### Work item
Reproduce the passage of the muscle-building text starting at "So You Wanna" and ending at "(the big guy).".

:: Exercise text ::

Monday, March 21, 2011

So You Wanna Get Bigger Muscles?

Gym Talk:
There are so many theories out there about gaining muscle that it can be very daunting and confusing for both the newbie and even the advanced lifter. Bodybuilding mags have given people the misconception that you need to do 6 or so different exercises for your triceps and biceps alone. The truth is that many of them do work, but the extent to which they work is not always a reflection of the person using them (the big guy).
Common questions in the gym: How much do you bench? I wonder what that guy does to get so big? Should I be doing that exercise? Another thing you often see is a “small” guy trying an exercise someone bigger has just done. This is ok if he can do it with good technique, and with a suitable weight, but is often not the case. Think of this comparison: There is a guy pushing weights that are far too heavy to complete a proper rep, and another guy who is using much, much lighter weights, but executing each rep perfectly. Who looks more ridiculous? I can guarantee you the guy who is huffing and puffing and putting more emphasis into his groan looks like the clown. The point I’m making is you need to find the appropriate weight to be able to complete your designated reps, and not worry about what the guy next to you is able to do.
How does muscle size increase?
The primary adaptation that muscles make to weight training is increasing size (hypertrophy) which happens in two ways: One is that it swells during resistance training, which is that “pumped” feeling we get. This is only short term though. The other way is during post-exercise recovery period, when there is net gain in the synthesis of protein. Protein synthesis decreases during exercise and then increases afterwards during recovery, so we can see why our recovery days are so necessary.
The process of getting bigger muscles involves increasing the synthesis of the contractile proteins, actin and myosin, within the myofibril and the increase in the number of myofibrils within a muscle fibre. The new fibres increase the diameter of the existing layers. Generally, muscle fibres are organised based on the “size” factor. They are recruited in accordance to their threshold and firing rates. With heavy weight training, muscle fibres get larger. In the case of maximum force production, it’s not only the recruitment of the amount of fibres, but also the rate at which the motor units are recruited. High-threshold units are only recruited when all the other fibres below them have already been recruited. Once these high-threshold units have been used once, less activation is needed in the next session. In advanced lifters, the central nervous system can adapt allowing them to recruit larger units first, bypassing all the units below that threshold, and at a faster rate. This has major benefits for force production, as the high-threshold fibre recruitment is initialized much faster.
Let’s remember that gaining muscle without a gain in strength is useless to an athlete. So in order to build size, you should build strength. Your goal in the gym should always be muscle growth through increased strength.

:::
:: Provided data ::

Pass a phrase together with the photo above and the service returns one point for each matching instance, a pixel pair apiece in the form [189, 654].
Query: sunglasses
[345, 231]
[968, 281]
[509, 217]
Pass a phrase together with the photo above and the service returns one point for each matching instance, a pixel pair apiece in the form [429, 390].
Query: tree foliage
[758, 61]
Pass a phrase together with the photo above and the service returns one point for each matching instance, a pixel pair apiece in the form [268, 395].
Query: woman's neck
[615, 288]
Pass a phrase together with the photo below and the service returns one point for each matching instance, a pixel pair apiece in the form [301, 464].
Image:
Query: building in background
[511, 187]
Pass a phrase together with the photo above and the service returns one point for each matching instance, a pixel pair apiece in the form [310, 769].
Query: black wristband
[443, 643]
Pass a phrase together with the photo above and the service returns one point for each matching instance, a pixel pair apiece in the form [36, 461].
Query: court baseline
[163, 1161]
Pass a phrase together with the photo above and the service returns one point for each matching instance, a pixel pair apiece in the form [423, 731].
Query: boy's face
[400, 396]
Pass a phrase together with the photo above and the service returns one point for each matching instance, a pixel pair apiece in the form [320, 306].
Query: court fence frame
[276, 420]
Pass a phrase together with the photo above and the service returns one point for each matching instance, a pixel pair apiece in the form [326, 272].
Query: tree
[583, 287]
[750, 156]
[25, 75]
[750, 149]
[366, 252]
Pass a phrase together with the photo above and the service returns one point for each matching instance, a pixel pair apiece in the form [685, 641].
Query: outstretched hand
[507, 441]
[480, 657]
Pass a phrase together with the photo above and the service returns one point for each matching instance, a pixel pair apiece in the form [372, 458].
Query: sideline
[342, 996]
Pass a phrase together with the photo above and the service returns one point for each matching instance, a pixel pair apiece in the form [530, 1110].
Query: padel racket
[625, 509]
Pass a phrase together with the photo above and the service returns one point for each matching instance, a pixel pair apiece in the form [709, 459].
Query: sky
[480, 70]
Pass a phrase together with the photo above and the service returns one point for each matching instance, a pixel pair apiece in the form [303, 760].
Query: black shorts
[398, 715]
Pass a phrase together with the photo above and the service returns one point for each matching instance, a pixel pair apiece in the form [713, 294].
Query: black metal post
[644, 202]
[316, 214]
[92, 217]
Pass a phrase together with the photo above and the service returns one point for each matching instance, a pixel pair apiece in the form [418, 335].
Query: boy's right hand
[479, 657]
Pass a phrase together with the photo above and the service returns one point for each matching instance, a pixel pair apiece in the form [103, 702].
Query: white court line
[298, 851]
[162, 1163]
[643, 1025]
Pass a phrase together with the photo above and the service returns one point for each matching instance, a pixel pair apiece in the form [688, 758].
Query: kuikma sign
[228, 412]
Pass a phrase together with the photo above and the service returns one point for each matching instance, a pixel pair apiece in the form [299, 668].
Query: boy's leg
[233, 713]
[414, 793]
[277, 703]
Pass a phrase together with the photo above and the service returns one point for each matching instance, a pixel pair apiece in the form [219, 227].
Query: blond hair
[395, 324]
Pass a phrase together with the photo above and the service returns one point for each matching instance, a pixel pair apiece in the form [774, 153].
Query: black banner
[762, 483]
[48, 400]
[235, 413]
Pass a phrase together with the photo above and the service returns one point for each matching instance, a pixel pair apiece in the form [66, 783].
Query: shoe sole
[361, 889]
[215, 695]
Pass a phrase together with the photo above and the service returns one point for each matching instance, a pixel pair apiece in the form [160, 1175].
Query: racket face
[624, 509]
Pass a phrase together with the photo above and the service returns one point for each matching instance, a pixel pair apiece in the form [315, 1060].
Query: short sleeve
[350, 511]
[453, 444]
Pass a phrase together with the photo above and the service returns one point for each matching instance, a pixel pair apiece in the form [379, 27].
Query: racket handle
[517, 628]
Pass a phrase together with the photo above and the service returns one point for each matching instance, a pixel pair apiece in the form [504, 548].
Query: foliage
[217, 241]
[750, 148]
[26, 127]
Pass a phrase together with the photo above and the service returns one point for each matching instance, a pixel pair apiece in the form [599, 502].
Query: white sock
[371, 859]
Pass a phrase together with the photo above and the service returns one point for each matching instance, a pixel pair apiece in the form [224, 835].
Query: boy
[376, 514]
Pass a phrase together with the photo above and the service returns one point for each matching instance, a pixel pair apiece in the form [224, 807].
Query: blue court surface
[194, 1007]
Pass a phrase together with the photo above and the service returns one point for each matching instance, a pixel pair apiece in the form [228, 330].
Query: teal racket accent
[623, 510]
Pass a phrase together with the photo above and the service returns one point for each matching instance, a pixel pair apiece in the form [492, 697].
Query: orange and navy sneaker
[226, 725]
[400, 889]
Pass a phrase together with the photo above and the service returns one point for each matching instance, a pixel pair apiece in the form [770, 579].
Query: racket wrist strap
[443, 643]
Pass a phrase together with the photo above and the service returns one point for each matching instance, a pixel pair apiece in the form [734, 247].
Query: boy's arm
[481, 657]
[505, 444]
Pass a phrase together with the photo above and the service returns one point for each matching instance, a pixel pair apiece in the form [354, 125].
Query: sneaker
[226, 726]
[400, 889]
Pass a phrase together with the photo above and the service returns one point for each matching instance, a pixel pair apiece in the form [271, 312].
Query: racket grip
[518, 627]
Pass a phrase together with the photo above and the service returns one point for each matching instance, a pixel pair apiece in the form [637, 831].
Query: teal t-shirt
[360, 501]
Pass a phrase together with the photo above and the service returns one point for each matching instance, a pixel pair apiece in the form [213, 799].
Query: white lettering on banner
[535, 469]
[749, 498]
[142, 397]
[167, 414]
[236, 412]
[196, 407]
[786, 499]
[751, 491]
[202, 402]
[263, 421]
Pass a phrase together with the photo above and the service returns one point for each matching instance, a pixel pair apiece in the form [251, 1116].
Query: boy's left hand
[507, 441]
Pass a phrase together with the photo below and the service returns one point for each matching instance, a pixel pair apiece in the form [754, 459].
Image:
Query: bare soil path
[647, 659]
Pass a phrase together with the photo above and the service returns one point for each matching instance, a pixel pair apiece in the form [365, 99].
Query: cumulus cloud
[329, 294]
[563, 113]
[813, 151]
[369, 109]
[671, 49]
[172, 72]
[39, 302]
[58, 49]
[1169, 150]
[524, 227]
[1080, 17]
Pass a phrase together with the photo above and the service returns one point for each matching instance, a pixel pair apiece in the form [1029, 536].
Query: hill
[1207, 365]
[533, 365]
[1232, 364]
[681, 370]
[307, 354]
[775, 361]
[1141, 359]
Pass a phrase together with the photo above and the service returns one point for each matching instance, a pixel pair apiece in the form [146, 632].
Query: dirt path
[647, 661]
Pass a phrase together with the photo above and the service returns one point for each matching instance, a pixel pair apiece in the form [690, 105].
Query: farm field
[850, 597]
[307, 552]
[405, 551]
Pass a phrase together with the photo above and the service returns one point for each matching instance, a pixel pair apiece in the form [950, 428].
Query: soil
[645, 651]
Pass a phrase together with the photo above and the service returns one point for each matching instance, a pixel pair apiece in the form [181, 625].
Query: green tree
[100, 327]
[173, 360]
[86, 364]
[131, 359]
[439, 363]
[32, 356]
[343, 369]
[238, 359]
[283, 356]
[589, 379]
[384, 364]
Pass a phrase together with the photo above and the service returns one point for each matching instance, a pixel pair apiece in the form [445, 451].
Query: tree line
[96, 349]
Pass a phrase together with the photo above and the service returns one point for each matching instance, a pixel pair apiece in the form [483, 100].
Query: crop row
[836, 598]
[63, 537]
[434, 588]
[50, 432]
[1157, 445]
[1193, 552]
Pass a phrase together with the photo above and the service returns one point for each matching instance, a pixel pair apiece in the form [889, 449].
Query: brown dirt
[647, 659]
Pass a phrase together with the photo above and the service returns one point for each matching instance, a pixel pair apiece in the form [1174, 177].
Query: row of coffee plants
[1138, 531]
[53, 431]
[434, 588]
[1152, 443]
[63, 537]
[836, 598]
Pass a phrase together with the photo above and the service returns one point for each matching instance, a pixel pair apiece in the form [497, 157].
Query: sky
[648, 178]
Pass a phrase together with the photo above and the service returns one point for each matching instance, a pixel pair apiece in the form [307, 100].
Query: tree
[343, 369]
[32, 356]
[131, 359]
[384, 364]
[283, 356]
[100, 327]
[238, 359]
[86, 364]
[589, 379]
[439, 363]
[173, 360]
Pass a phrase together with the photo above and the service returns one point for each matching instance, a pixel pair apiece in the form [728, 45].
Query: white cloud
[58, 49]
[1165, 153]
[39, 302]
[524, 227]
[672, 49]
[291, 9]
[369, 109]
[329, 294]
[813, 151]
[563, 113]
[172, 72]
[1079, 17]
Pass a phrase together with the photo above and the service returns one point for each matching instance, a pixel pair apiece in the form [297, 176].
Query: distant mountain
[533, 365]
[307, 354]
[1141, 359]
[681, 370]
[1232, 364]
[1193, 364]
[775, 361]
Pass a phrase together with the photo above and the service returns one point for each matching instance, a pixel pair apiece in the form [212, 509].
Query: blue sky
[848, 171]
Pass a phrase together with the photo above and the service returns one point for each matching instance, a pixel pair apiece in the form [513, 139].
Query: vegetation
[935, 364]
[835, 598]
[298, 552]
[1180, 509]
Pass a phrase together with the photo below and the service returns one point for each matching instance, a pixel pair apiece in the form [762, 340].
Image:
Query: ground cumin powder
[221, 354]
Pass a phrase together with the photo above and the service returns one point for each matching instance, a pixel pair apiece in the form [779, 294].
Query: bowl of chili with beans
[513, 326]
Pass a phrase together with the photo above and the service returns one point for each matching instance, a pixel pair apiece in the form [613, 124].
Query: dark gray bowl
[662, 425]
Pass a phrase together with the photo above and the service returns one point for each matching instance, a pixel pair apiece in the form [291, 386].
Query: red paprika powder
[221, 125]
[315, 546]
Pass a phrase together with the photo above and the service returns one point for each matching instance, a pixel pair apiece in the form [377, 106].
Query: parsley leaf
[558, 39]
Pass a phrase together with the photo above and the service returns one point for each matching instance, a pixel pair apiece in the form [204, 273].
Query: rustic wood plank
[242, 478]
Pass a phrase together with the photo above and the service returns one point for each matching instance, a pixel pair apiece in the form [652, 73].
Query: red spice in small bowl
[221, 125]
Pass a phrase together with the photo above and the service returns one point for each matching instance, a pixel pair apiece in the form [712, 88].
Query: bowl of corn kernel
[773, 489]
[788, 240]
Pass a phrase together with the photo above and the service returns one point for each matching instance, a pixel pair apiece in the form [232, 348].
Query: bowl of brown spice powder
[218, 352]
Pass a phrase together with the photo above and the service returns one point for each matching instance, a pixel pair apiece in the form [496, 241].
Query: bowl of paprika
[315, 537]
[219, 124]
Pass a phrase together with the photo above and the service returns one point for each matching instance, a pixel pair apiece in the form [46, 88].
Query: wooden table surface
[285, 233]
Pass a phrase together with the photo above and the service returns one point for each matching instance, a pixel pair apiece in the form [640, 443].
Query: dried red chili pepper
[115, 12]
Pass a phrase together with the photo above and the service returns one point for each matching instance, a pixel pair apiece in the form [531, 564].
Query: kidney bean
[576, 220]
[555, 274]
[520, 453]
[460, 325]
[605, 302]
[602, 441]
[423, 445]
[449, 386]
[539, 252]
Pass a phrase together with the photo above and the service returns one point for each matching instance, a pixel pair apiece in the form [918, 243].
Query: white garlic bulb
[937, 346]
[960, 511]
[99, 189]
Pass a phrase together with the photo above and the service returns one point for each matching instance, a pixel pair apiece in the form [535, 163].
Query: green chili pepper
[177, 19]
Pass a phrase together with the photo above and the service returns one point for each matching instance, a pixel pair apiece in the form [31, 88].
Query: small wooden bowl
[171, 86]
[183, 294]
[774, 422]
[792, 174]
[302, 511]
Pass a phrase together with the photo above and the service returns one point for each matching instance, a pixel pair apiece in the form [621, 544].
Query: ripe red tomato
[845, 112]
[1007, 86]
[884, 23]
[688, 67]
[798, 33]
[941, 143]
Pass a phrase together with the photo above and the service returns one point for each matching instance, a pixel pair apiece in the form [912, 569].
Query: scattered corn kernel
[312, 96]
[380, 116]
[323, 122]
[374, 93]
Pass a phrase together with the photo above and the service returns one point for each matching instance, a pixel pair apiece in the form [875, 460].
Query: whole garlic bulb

:::

### Solved problem
So You Wanna Get Bigger Muscles?

Gym Talk:
There are so many theories out there about gaining muscle that it can be very daunting and confusing for both the newbie and even the advanced lifter. Bodybuilding mags have given people the misconception that you need to do 6 or so different exercises for your triceps and biceps alone. The truth is that many of them do work, but the extent to which they work is not always a reflection of the person using them (the big guy).